▸ Given text
Step 6: Plan for worst‑case scenarios at each program
This sounds dark. It’s actually how you take control.
For each program you’re seriously considering in your top 5–10, run this mental simulation:
“OK, if I match here and:
- My disease flares badly for 3 months
- I need surgery/chemo/a major workup
- My disability progresses and I need new accommodations
…then what?”
Do you:
- Have a subspecialist in that city or within a reasonable drive?
- Have a GME office that will process LOA and accommodations, or is everything “informal”?
- See any evidence that people have returned from LOA at this program successfully?
If the answers are all “I don’t know” for a given program, that program should not be above a place where the answers are mostly “Yes” or “Probably.”
| Category | Value |
|---|---|
| Program Support | 90 |
| Workload | 70 |
| City Healthcare | 80 |
| Physical Accessibility | 85 |
| Prestige | 60 |
Notice how “Prestige” is last? That’s the shift you need to make.
Also, ask bluntly:
- “What is your policy on medical leave for residents?”
- “Has anyone had to take a medical LOA in the last 5 years? Did they graduate?”
If they dodge, that’s an answer.
Step 7: Protect yourself emotionally while you do this
Let’s talk about the part no one puts in brochures: this is emotionally brutal. You’re watching classmates rank their fantasy programs without a second thought about whether they can physically handle it. You do not have that luxury.
Couple of things that help:
Stop explaining your every choice to classmates. You don’t owe anyone your health history. When they say, “You’re ranking X above Y?? But Y is more prestigious,” your script is:
“Yeah, I know. I just think X is a better fit for me.” Full stop.Have one or two people who know the full story. A mentor, a physician, or a friend who won’t try to talk you into unsafe decisions because they’re dazzled by big names.
Get your own doctors involved. Run your proposed top 3–5 by the specialist who actually treats you. Ask:
“If I live in City A vs. City B, working 60–80 hours/week, which is less likely to land me in the ICU?”Accept trade‑offs without self‑hate. Choosing a safer program does not mean you “couldn’t hack it.” It means you’re working within real constraints and still moving forward. That’s what grown professionals do.

▸ Data excerpts

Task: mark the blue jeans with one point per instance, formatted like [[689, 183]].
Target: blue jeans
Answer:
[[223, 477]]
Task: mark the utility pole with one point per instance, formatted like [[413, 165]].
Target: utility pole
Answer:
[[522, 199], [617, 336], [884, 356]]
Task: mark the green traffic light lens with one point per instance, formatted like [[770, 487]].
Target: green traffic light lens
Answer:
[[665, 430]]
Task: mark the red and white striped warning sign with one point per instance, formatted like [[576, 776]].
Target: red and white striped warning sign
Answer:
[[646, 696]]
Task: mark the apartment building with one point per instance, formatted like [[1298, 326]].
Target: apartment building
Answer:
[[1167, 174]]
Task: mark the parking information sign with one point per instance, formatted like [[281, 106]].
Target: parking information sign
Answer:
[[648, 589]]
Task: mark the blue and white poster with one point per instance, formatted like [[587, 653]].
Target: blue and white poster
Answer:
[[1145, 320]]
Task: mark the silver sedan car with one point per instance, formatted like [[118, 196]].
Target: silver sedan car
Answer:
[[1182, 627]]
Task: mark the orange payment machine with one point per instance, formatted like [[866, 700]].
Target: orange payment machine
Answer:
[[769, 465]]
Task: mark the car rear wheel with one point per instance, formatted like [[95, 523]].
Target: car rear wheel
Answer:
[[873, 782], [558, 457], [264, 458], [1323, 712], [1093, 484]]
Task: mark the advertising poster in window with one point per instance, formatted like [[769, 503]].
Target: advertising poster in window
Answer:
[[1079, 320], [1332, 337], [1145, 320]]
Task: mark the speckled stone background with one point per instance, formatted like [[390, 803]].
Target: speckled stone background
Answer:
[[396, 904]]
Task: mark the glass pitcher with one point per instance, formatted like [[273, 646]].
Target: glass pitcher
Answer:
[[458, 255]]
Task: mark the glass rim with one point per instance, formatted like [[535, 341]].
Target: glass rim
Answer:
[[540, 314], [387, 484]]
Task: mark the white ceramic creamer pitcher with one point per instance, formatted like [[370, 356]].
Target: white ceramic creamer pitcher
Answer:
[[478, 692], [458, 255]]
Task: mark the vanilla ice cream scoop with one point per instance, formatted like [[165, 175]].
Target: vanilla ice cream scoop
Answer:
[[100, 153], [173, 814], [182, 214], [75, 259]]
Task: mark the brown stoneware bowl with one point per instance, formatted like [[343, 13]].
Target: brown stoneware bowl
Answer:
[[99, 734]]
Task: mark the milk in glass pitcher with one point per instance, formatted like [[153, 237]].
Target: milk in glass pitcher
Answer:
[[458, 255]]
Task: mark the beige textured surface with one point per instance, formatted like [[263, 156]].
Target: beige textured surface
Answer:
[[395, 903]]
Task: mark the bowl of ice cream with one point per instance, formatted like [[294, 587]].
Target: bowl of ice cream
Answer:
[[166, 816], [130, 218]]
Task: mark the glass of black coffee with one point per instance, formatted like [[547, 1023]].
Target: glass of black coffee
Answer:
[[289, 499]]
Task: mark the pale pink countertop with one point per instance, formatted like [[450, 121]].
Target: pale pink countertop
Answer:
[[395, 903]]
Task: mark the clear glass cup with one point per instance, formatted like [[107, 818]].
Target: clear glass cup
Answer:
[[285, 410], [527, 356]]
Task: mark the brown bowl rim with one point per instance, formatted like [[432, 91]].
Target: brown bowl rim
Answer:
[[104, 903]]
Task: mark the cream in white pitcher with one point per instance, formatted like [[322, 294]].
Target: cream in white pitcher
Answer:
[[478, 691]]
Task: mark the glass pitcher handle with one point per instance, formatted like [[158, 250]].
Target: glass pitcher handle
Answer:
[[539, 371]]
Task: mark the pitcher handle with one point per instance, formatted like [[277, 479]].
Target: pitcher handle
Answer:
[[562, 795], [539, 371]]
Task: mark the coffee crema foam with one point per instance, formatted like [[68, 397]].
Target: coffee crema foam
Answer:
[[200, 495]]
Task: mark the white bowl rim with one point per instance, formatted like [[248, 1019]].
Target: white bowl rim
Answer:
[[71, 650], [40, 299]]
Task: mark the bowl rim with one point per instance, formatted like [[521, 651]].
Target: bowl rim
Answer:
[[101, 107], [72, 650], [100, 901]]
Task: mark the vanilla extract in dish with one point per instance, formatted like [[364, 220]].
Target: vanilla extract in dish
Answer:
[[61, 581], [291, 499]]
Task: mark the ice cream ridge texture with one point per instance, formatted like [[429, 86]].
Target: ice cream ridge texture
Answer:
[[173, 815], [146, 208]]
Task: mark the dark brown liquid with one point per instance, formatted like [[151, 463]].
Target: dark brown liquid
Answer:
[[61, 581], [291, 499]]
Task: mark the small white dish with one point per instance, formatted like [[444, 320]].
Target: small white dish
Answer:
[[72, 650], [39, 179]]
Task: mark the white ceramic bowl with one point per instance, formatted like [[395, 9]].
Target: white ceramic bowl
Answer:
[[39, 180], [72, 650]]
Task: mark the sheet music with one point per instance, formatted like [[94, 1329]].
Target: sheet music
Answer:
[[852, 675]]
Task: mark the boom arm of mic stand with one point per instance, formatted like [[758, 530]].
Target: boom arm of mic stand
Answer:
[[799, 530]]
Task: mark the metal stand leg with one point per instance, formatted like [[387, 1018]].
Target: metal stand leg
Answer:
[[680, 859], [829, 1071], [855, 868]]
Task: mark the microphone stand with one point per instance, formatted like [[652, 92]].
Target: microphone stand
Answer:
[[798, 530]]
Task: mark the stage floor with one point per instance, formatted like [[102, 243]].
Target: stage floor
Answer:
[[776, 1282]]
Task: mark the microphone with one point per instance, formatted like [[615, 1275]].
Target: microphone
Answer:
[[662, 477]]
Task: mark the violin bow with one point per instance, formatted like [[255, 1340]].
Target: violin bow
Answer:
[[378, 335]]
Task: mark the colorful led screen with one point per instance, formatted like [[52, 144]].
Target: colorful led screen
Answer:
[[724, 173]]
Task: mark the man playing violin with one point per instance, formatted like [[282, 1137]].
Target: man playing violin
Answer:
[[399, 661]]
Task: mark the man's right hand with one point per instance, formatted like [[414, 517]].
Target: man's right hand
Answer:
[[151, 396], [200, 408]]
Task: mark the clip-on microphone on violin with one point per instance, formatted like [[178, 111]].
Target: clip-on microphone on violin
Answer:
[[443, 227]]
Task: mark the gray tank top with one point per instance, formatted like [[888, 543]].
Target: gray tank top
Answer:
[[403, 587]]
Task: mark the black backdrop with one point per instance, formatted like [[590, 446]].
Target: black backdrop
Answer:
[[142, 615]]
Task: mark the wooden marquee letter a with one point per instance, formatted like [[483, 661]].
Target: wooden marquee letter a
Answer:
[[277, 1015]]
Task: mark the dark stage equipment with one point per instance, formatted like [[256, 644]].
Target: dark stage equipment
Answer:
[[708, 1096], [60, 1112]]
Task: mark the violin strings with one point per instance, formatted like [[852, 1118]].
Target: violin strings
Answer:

▸ What to work on
**1)** In the residency ranking advice, whom should you run your proposed top 3–5 programs by?
**2)** The residency ranking advice says choosing a safer program does not mean you "couldn't hack it." Explain why, using the reason the text gives.
**3)** Rewrite the paragraph in the residency ranking advice that begins "Let's talk about the part no one puts in brochures" as a shorter version that keeps its main facts.

▸ Exercise results
**1)** The specialist who actually treats you.

**2)** Choosing a safer program means you are working within real constraints while still moving forward. The text calls that what grown professionals do.

**3)** This process is emotionally brutal, and brochures don't mention that. Your classmates rank their fantasy programs without wondering whether they can physically handle them, and you don't have that luxury.